--- Task prompt ---
Omit the pictures and return every entry exactly as written.

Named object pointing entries
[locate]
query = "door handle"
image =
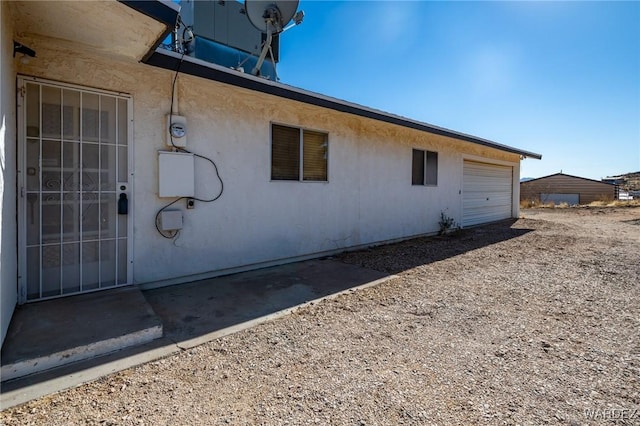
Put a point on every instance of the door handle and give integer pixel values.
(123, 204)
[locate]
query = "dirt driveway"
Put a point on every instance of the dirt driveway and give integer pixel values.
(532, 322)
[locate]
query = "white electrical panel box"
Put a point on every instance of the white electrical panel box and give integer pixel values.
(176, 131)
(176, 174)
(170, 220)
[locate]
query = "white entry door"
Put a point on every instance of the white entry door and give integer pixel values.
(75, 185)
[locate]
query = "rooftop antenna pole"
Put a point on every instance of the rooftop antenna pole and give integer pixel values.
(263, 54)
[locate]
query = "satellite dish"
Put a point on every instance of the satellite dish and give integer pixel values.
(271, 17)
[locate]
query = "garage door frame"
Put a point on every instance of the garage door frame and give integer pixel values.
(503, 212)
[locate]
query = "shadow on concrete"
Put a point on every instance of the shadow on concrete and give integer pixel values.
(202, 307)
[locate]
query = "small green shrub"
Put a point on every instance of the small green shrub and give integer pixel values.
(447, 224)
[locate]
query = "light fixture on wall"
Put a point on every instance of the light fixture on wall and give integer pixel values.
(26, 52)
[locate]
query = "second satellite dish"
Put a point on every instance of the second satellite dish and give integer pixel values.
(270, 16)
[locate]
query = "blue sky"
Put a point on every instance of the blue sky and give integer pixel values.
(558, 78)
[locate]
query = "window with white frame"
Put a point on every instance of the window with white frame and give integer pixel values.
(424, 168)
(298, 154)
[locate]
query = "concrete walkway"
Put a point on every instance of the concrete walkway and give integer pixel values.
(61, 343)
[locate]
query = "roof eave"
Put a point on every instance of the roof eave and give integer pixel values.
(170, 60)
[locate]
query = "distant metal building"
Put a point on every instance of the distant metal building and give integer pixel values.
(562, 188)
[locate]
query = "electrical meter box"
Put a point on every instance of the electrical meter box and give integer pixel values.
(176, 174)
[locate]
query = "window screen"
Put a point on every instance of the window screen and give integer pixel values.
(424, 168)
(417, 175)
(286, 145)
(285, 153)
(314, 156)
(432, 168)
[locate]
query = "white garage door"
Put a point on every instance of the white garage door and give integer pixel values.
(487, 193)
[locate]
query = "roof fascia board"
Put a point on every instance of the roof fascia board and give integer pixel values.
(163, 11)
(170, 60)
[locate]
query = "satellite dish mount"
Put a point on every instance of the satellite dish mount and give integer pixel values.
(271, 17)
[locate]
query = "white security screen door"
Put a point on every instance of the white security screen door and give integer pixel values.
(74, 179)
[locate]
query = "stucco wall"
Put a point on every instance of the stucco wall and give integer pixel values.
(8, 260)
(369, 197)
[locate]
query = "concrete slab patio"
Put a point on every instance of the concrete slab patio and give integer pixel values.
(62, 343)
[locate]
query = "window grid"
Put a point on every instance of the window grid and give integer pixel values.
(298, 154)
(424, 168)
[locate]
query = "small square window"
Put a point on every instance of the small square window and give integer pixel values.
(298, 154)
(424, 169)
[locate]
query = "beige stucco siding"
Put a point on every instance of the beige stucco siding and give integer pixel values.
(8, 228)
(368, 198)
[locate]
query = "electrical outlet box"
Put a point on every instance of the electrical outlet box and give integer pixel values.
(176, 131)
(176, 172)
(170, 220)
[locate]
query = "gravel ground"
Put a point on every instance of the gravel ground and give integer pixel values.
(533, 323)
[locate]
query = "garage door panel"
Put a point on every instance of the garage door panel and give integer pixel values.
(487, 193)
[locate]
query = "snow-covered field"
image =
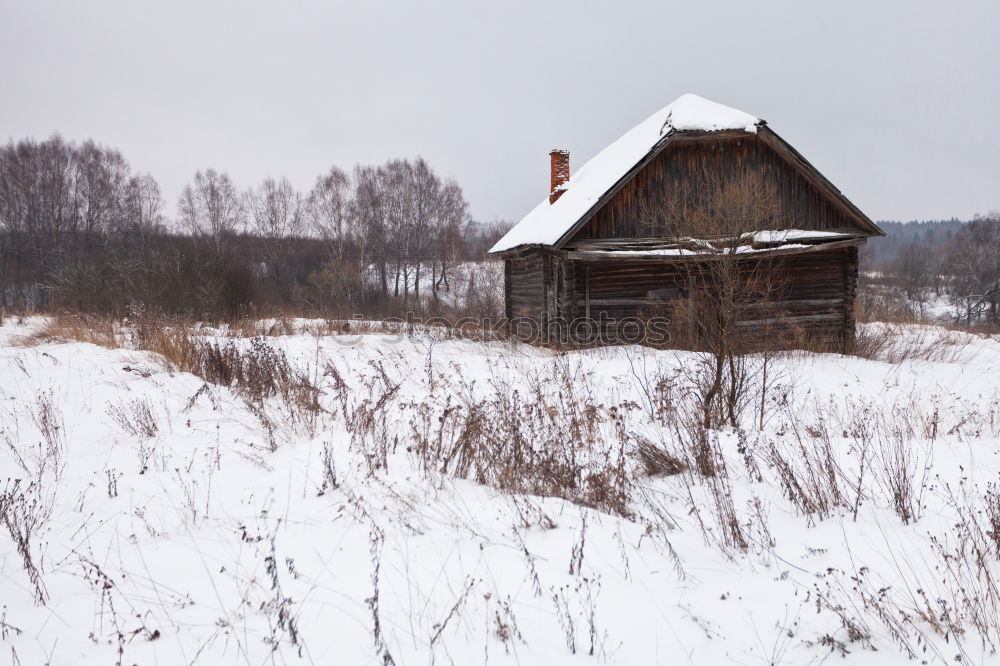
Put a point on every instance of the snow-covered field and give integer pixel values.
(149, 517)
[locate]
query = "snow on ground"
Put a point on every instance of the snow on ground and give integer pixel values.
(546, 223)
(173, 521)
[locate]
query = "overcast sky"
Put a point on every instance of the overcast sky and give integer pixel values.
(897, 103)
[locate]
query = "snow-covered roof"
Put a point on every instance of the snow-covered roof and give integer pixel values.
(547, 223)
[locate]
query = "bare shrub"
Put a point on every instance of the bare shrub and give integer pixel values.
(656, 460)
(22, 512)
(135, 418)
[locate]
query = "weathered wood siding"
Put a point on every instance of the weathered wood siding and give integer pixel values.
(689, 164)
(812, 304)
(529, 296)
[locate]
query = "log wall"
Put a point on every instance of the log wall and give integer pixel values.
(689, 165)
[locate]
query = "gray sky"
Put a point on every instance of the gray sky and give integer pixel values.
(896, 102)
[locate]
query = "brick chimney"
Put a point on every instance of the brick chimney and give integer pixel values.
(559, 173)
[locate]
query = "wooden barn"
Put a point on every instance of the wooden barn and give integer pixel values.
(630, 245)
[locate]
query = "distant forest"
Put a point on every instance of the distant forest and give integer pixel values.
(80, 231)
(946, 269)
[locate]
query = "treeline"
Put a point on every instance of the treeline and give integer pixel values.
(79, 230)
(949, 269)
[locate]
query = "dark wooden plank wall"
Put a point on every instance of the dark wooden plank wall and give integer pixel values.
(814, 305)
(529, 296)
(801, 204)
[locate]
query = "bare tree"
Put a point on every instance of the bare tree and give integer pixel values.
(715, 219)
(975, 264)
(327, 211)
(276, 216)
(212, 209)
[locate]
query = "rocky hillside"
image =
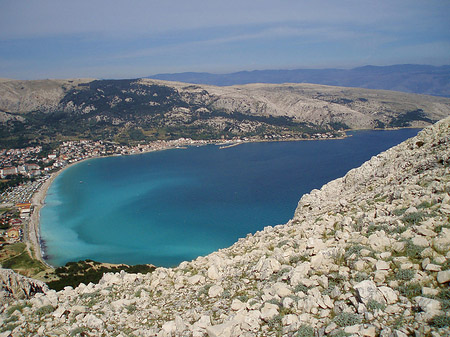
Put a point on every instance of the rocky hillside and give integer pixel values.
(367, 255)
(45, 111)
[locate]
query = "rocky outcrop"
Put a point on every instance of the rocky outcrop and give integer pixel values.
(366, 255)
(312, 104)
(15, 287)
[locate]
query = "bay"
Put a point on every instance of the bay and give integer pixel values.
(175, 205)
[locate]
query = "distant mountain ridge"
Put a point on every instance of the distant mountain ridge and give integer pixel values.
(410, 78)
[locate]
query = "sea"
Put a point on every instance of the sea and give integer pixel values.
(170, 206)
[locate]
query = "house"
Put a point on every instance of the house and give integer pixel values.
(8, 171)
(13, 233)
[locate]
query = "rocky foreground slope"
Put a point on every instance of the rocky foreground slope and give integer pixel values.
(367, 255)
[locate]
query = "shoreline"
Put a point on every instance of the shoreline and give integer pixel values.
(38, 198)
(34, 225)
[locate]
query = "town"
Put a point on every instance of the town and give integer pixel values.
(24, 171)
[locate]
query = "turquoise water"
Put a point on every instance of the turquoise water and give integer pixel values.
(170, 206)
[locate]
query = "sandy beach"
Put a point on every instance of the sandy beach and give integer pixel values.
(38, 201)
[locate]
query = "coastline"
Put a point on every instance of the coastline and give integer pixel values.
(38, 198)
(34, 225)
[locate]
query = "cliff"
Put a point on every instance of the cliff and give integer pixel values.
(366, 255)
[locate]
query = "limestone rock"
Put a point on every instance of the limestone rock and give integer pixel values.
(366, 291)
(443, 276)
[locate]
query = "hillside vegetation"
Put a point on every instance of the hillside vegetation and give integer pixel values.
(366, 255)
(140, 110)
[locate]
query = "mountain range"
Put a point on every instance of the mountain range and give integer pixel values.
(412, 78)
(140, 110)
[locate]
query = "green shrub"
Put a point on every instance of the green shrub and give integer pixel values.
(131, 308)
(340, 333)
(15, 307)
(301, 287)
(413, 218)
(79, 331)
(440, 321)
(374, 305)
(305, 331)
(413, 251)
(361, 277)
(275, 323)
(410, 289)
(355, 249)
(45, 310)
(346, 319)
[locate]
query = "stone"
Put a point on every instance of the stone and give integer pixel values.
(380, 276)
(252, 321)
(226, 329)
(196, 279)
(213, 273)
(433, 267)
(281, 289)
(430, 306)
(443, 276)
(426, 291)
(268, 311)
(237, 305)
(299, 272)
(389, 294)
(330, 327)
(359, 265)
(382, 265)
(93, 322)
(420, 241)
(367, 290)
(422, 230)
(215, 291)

--- Answer in full ---
[locate]
query = "door handle"
image =
Put a point on every instance of the door handle and give integer pixel values.
(123, 204)
[locate]
query = "dirt driveway"
Put a point on every instance of the dirt driveway and give integer pixel values.
(532, 322)
[locate]
query = "white electrical panel box"
Put a point on every instance of the white electrical panel box and give integer pixel values.
(176, 131)
(176, 174)
(170, 220)
[locate]
query = "white entry door"
Put a point on every instance of the white entry door and give integer pixel values.
(75, 185)
[locate]
query = "rooftop antenna pole"
Put a point on every instance of the rooftop antenna pole and give integer pixel values.
(263, 54)
[locate]
query = "satellite dish"
Put a point on every instance of the satellite dish and give integer pixel values.
(271, 17)
[locate]
query = "garage door frame"
Put a point on every instance of the garage door frame and give integer pixel values.
(503, 212)
[locate]
query = "shadow on concrete"
Put a point on every instance of the shadow on concrete and give integer pixel values.
(202, 307)
[locate]
query = "small green shrub"
Put a point on every instance of the small green shrub and give integer pixel values.
(447, 224)
[locate]
query = "light fixture on wall"
Put a point on every instance of the light fixture on wall and give integer pixel values.
(26, 52)
[locate]
query = "second satellite dish"
Put a point on every instance of the second satellite dish and give integer pixel values.
(270, 16)
[locate]
query = "blue sky"
Put a point on every instance of the blue sky and give integer pixel values.
(558, 78)
[locate]
query = "window with white frame"
Put a point on every instance of the window with white frame and give integer pixel values.
(424, 168)
(298, 154)
[locate]
query = "concrete walkway"
Put a point on every instance of the concrete walkway and give integer pixel values.
(61, 343)
[locate]
query = "roof eave"
Put a point on every instance of the roof eave and give integer pixel values.
(170, 60)
[locate]
query = "distant metal building"
Put a point on every instance of the distant metal building and give integer pixel values.
(562, 188)
[locate]
query = "electrical meter box"
Put a point on every instance of the electrical meter box and give integer pixel values.
(176, 174)
[locate]
query = "window screen"
Put a point on every instance of the window screen and give integer pixel values.
(424, 168)
(417, 175)
(286, 145)
(285, 153)
(314, 156)
(432, 168)
[locate]
query = "white garage door"
Put a point on every instance of the white garage door and give integer pixel values.
(487, 193)
[locate]
query = "roof fascia board"
Put a point on every instance of the roof fascia board and give integer pixel values.
(163, 11)
(170, 60)
[locate]
query = "satellite dish mount"
Put a point on every instance of the satellite dish mount and give integer pixel values.
(271, 17)
[locate]
query = "white security screen door"
Put a point on every instance of the white security screen door and give integer pixel values.
(74, 179)
[locate]
query = "stucco wall"
Put a point on every instance of the stucco wall and give integer pixel values.
(8, 260)
(369, 197)
[locate]
query = "concrete slab patio"
Put a point on every instance of the concrete slab patio and give integer pixel values.
(62, 343)
[locate]
query = "window grid"
Put a point on every instance of the window grid and give integer pixel values.
(298, 154)
(424, 168)
[locate]
query = "small square window"
Put a point on every instance of the small square window and give integer pixel values.
(298, 154)
(424, 169)
[locate]
query = "beige stucco siding"
Put a point on every instance of the beige stucco siding and give integer pixel values.
(8, 228)
(368, 198)
[locate]
query = "electrical outlet box"
Put a point on every instance of the electrical outlet box and give integer pixel values.
(176, 131)
(176, 172)
(170, 220)
[locate]
query = "gravel ground"
Put a point on every instance of the gravel ground and give integer pixel values.
(533, 323)
[locate]
query = "garage door panel"
Put a point on every instance of the garage door panel and give integer pixel values.
(487, 193)
[locate]
query = "snow-covered field"
image =
Put a point on every instance of the snow-covered field and give integer pixel values.
(149, 517)
[locate]
query = "snow on ground"
Put a point on every instance of the snow on ground and give integer pixel values.
(546, 223)
(173, 521)
[locate]
query = "overcast sky"
Put a point on every instance of the overcast sky and give integer pixel values.
(897, 103)
[locate]
query = "snow-covered roof"
Put a point on every instance of the snow-covered roof and give integer pixel values.
(547, 223)
[locate]
query = "bare shrub"
Put a point on every instance of the bare shrub and give integer pixel values.
(656, 460)
(22, 512)
(135, 418)
[locate]
query = "weathered wood siding"
Put a point on every instance of the weathered wood siding and give integer pixel values.
(689, 164)
(812, 304)
(529, 296)
[locate]
query = "log wall"
Put a point on every instance of the log wall and give integer pixel values.
(689, 165)
[locate]
query = "gray sky"
Put a point on every instance of the gray sky and give integer pixel values.
(896, 102)
[locate]
query = "brick chimney"
Put a point on every instance of the brick chimney and give integer pixel values.
(559, 173)
[locate]
query = "wooden barn"
Put a point on every instance of the wooden barn and give integer pixel values.
(630, 245)
[locate]
query = "distant forest"
Put a point on every instance of the distant forest and give integer pixel values.
(80, 231)
(946, 269)
[locate]
query = "treeline"
Put a point on every instance of the treeline and give integer pixel values.
(79, 230)
(949, 269)
[locate]
query = "dark wooden plank wall"
Put a point on every instance of the dark wooden plank wall and give integer pixel values.
(814, 305)
(529, 296)
(801, 204)
[locate]
query = "bare tree"
Put a point on every instance of the bare tree and give integer pixel values.
(715, 219)
(975, 264)
(327, 211)
(276, 216)
(212, 209)
[locate]
query = "rocky hillside"
image =
Put a point on every instance of the rocky hillside and give integer pixel values.
(367, 255)
(45, 111)
[locate]
query = "rocky outcrop"
Put a point on every instance of the rocky outcrop and give integer pixel values.
(366, 255)
(312, 104)
(15, 287)
[locate]
query = "bay"
Put a point on every instance of the bay and give integer pixel values.
(175, 205)
[locate]
query = "distant mountain ridge"
Put a point on every instance of the distant mountain ridge and give integer pixel values.
(410, 78)
[locate]
query = "sea"
Put a point on every instance of the sea and give integer pixel values.
(170, 206)
[locate]
query = "house"
Put a point on every instance of the house and give integer pixel values.
(8, 171)
(13, 233)
[locate]
query = "rocky foreground slope"
Put a point on every instance of the rocky foreground slope and give integer pixel values.
(367, 255)
[locate]
query = "shoreline"
Put a point on every instance of the shoreline and give integer pixel values.
(38, 198)
(34, 225)
[locate]
query = "town"
Put a point on every instance of the town and give integer pixel values.
(24, 171)
[locate]
query = "turquoise water"
Put a point on every instance of the turquoise water and give integer pixel values.
(170, 206)
[locate]
query = "sandy beach"
Put a point on every instance of the sandy beach and give integer pixel values.
(38, 201)
[locate]
query = "coastline"
Put a point on every instance of the coastline and give integer pixel values.
(38, 198)
(34, 225)
[locate]
query = "cliff"
Put a point on every instance of the cliff and give integer pixel values.
(366, 255)
[locate]
query = "limestone rock"
Put a point on every instance of the limestone rock and give integer pixel values.
(366, 291)
(443, 276)
[locate]
query = "hillside vegetation"
Put a point on every instance of the hillside vegetation and give integer pixel values.
(366, 255)
(140, 110)
[locate]
query = "mountain range"
Put a point on every instance of the mountain range and give integer pixel values.
(412, 78)
(140, 110)
[locate]
query = "green shrub"
Put a point on every instance of the green shrub and give integer pixel values.
(131, 308)
(340, 333)
(15, 307)
(301, 287)
(413, 218)
(79, 331)
(440, 321)
(374, 305)
(305, 331)
(413, 251)
(361, 277)
(275, 323)
(410, 289)
(355, 249)
(45, 310)
(346, 319)
[locate]
query = "stone"
Put a point on every instance of the stone and give integer pixel values.
(380, 276)
(252, 321)
(226, 329)
(196, 279)
(213, 273)
(433, 267)
(281, 289)
(430, 306)
(443, 276)
(426, 291)
(268, 311)
(237, 305)
(299, 272)
(389, 294)
(330, 327)
(359, 265)
(382, 265)
(93, 322)
(420, 241)
(367, 290)
(422, 230)
(215, 291)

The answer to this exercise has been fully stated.